**DATA SHOWN**.
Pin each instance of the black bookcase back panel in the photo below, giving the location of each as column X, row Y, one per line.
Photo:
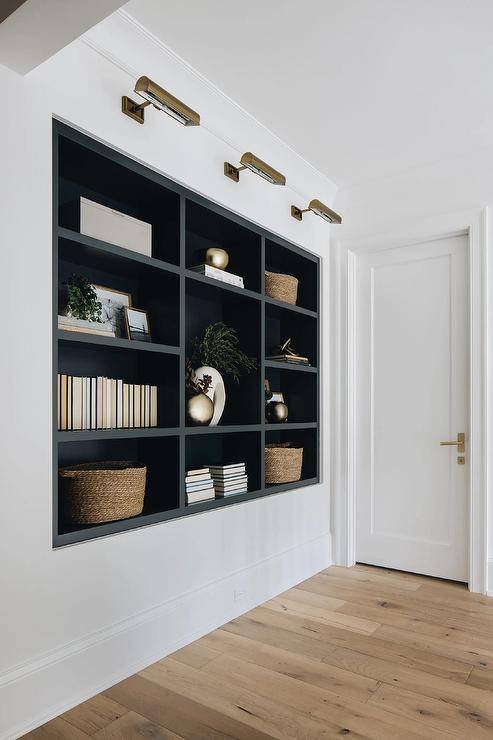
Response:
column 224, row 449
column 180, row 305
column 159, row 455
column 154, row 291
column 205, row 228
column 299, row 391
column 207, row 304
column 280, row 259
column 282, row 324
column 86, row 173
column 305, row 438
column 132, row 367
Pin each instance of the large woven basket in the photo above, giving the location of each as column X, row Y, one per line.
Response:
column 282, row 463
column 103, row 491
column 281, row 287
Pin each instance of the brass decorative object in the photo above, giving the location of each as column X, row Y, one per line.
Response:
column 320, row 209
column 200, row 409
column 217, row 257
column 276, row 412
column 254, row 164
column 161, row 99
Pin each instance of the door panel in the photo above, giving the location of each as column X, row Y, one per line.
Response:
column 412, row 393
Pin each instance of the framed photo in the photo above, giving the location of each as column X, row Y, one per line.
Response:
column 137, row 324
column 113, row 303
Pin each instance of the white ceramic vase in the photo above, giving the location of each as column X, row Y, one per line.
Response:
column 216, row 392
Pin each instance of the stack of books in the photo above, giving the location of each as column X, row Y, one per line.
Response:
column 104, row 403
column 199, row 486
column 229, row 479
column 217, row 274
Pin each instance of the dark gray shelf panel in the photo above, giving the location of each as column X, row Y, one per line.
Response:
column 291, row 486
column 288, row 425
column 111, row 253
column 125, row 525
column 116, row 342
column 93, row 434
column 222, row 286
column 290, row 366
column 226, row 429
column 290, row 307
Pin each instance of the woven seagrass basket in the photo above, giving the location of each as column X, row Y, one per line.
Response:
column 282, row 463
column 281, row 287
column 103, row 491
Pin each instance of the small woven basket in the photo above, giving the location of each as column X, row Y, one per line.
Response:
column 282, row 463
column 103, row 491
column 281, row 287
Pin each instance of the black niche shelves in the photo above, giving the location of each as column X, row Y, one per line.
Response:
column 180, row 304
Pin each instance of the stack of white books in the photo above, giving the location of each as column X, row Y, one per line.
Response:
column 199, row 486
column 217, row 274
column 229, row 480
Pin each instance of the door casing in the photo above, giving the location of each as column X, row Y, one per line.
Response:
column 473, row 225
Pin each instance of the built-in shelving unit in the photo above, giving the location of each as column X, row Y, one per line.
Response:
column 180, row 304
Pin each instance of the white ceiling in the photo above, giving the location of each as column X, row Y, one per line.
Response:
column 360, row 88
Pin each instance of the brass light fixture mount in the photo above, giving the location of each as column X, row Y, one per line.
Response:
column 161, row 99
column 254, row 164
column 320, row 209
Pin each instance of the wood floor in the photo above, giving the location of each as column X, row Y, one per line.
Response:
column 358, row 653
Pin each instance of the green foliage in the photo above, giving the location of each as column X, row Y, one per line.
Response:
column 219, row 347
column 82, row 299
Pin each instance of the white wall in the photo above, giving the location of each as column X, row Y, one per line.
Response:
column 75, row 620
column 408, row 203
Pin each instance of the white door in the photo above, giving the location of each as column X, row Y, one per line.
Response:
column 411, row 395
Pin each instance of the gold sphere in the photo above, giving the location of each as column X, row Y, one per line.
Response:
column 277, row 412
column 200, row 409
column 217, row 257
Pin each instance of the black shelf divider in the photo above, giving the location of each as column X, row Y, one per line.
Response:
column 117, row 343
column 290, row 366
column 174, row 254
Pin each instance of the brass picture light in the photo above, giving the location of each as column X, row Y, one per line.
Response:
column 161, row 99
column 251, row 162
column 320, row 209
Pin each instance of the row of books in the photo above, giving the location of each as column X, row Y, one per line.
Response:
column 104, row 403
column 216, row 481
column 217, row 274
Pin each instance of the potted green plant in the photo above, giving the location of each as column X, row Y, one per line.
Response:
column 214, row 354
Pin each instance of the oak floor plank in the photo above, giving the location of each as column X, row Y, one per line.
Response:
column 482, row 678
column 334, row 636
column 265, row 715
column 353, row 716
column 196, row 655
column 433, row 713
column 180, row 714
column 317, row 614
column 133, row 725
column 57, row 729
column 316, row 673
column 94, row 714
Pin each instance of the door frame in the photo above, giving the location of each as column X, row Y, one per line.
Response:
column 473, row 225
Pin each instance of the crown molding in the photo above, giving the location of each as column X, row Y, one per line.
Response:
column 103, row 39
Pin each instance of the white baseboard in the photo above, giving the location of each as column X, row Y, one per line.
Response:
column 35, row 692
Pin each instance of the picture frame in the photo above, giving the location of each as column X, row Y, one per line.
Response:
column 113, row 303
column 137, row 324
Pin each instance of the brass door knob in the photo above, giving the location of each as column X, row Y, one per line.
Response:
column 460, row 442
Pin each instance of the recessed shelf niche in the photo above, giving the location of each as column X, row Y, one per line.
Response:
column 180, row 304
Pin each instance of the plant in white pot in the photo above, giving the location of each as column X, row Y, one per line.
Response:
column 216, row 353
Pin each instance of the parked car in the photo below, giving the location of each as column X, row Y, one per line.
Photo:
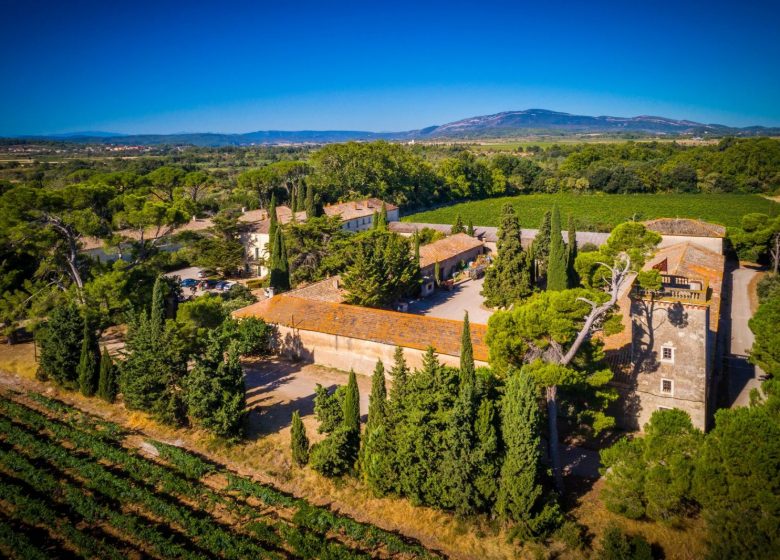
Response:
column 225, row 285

**WORK TO DO**.
Format the listing above as a Markdown table with the columns Entry and Text: put each line's sequence number under Entry and the line itself under Text. Omit blank lines and leave out the pictures.

**TASK SOLUTION**.
| Entry | Text |
|---|---|
| 1 | Pin each instance of the black bookcase back panel in the photo below, giving the location of each as column X, row Y, one per line. |
| 2 | Photo: |
| 3 | Response: |
| 4 | column 224, row 449 |
| 5 | column 180, row 305 |
| 6 | column 159, row 455 |
| 7 | column 154, row 291 |
| 8 | column 205, row 228 |
| 9 | column 299, row 391 |
| 10 | column 207, row 304 |
| 11 | column 280, row 259 |
| 12 | column 282, row 324 |
| 13 | column 86, row 173 |
| 14 | column 305, row 438 |
| 15 | column 132, row 367 |
| 16 | Pin each instance of the large woven basket in the photo above, giving the location of each as column X, row Y, one per line. |
| 17 | Response: |
| 18 | column 282, row 463 |
| 19 | column 103, row 491 |
| 20 | column 281, row 287 |
| 21 | Pin each instance of the brass decorative object in the photo above, giving the location of each as column X, row Y, one per line. |
| 22 | Response: |
| 23 | column 320, row 209 |
| 24 | column 200, row 409 |
| 25 | column 217, row 257 |
| 26 | column 276, row 412 |
| 27 | column 254, row 164 |
| 28 | column 161, row 99 |
| 29 | Pin each instance of the door panel in the photo above, giving the location of each as column X, row Y, one per line. |
| 30 | Response: |
| 31 | column 412, row 393 |
| 32 | Pin each instance of the framed photo in the photo above, giving the location of each as column X, row Y, one per line. |
| 33 | Response: |
| 34 | column 137, row 324 |
| 35 | column 113, row 303 |
| 36 | Pin each instance of the white ceramic vase in the photo above, giving the location of each as column X, row Y, one per line. |
| 37 | Response: |
| 38 | column 216, row 392 |
| 39 | Pin each instance of the stack of books in the photo above, giving the location of each as column X, row Y, one per line. |
| 40 | Response: |
| 41 | column 104, row 403 |
| 42 | column 199, row 486 |
| 43 | column 229, row 479 |
| 44 | column 217, row 274 |
| 45 | Pin each instance of the dark gray shelf panel in the photo above, giving the location of each as column X, row Y, one per line. |
| 46 | Response: |
| 47 | column 291, row 486 |
| 48 | column 288, row 425 |
| 49 | column 111, row 253 |
| 50 | column 125, row 525 |
| 51 | column 116, row 342 |
| 52 | column 93, row 434 |
| 53 | column 222, row 286 |
| 54 | column 290, row 366 |
| 55 | column 226, row 429 |
| 56 | column 290, row 307 |
| 57 | Pin each instance of the woven seagrass basket in the photo above, giving the location of each as column X, row Y, one per line. |
| 58 | Response: |
| 59 | column 282, row 463 |
| 60 | column 281, row 287 |
| 61 | column 103, row 491 |
| 62 | Pin each instance of the small woven basket in the photo above, giving the location of each as column X, row Y, one per line. |
| 63 | Response: |
| 64 | column 282, row 463 |
| 65 | column 103, row 491 |
| 66 | column 281, row 287 |
| 67 | Pin each instance of the black niche shelves in the photo above, giving the location of each as column X, row Y, one per line. |
| 68 | Response: |
| 69 | column 180, row 304 |
| 70 | Pin each instance of the stack of white books in the photo above, giving the location of each as column X, row Y, one per line. |
| 71 | Response: |
| 72 | column 199, row 486 |
| 73 | column 217, row 274 |
| 74 | column 229, row 480 |
| 75 | Pin each instance of the door casing in the photo above, giving the location of each as column X, row Y, one per line. |
| 76 | Response: |
| 77 | column 473, row 225 |
| 78 | Pin each instance of the built-in shelving unit in the photo above, giving the location of each as column X, row Y, one per line. |
| 79 | Response: |
| 80 | column 180, row 304 |
| 81 | Pin each instance of the white ceiling in the photo above, giving the location of each as column X, row Y, one per line. |
| 82 | Response: |
| 83 | column 360, row 88 |
| 84 | Pin each instance of the brass light fixture mount in the photo above, giving the location of each as column X, row Y, one per line. |
| 85 | Response: |
| 86 | column 161, row 99 |
| 87 | column 254, row 164 |
| 88 | column 320, row 209 |
| 89 | Pin each instance of the wood floor in the photo above, giving the location of each as column X, row Y, one per line. |
| 90 | Response: |
| 91 | column 358, row 653 |
| 92 | Pin each instance of the green foliage in the photo above, giving the location of each as column X, row Y, one per line. |
| 93 | Response: |
| 94 | column 219, row 347 |
| 95 | column 82, row 299 |
| 96 | Pin each instance of the white wall in the photo above, giving the location of each as column X, row Y, one per line. |
| 97 | Response: |
| 98 | column 75, row 620 |
| 99 | column 408, row 203 |
| 100 | Pin each instance of the white door in the photo above, giving the location of each as column X, row Y, one per line. |
| 101 | Response: |
| 102 | column 411, row 395 |
| 103 | Pin each instance of the gold sphere in the photo above, giving the location of each as column X, row Y, one per line. |
| 104 | Response: |
| 105 | column 277, row 412 |
| 106 | column 200, row 409 |
| 107 | column 217, row 257 |
| 108 | Pin each instance of the black shelf divider in the photo above, giving the location of each as column X, row Y, one per line. |
| 109 | Response: |
| 110 | column 117, row 343 |
| 111 | column 290, row 366 |
| 112 | column 174, row 254 |
| 113 | Pin each instance of the brass picture light in the photo above, giving the location of each as column X, row Y, one per line. |
| 114 | Response: |
| 115 | column 161, row 99 |
| 116 | column 251, row 162 |
| 117 | column 320, row 209 |
| 118 | Pin each instance of the row of books in the photo above, giving the location of each as column X, row Y, one per line. |
| 119 | Response: |
| 120 | column 104, row 403 |
| 121 | column 216, row 481 |
| 122 | column 217, row 274 |
| 123 | Pin each instance of the potted green plant in the photo above, giving the location of each as column X, row Y, one per line. |
| 124 | Response: |
| 125 | column 214, row 354 |
| 126 | Pin each instance of the oak floor plank in the photo above, giving the location of each as column X, row Y, one per line. |
| 127 | Response: |
| 128 | column 482, row 678 |
| 129 | column 334, row 636 |
| 130 | column 265, row 715 |
| 131 | column 353, row 716 |
| 132 | column 196, row 655 |
| 133 | column 433, row 713 |
| 134 | column 180, row 714 |
| 135 | column 317, row 614 |
| 136 | column 133, row 725 |
| 137 | column 57, row 729 |
| 138 | column 316, row 673 |
| 139 | column 94, row 714 |
| 140 | Pin each instance of the door frame in the photo above, giving the location of each as column X, row Y, one per line. |
| 141 | Response: |
| 142 | column 473, row 225 |
| 143 | Pin each instance of the crown molding in the photo above, giving the location of each as column X, row Y, one per line. |
| 144 | Response: |
| 145 | column 103, row 39 |
| 146 | Pin each instance of the white baseboard in the photo above, giving the location of each as column X, row Y, one per line. |
| 147 | Response: |
| 148 | column 35, row 692 |
| 149 | Pin each instance of the picture frame in the photo above, giving the location of each as column X, row Y, one per line. |
| 150 | Response: |
| 151 | column 113, row 303 |
| 152 | column 137, row 324 |
| 153 | Pin each instance of the brass door knob in the photo above, giving the location of each as column X, row Y, one per line. |
| 154 | Response: |
| 155 | column 460, row 442 |
| 156 | Pin each instance of the recessed shelf niche in the photo above, giving the location of each as column X, row Y, one per line. |
| 157 | Response: |
| 158 | column 180, row 304 |
| 159 | Pin each instance of the plant in white pot in the photo above, giving the location of each as column X, row Y, one per line. |
| 160 | Response: |
| 161 | column 216, row 353 |
| 162 | Pin each instance of the parked car in the photo below, giving the location of each as column X, row Y, one per line. |
| 163 | Photo: |
| 164 | Response: |
| 165 | column 225, row 285 |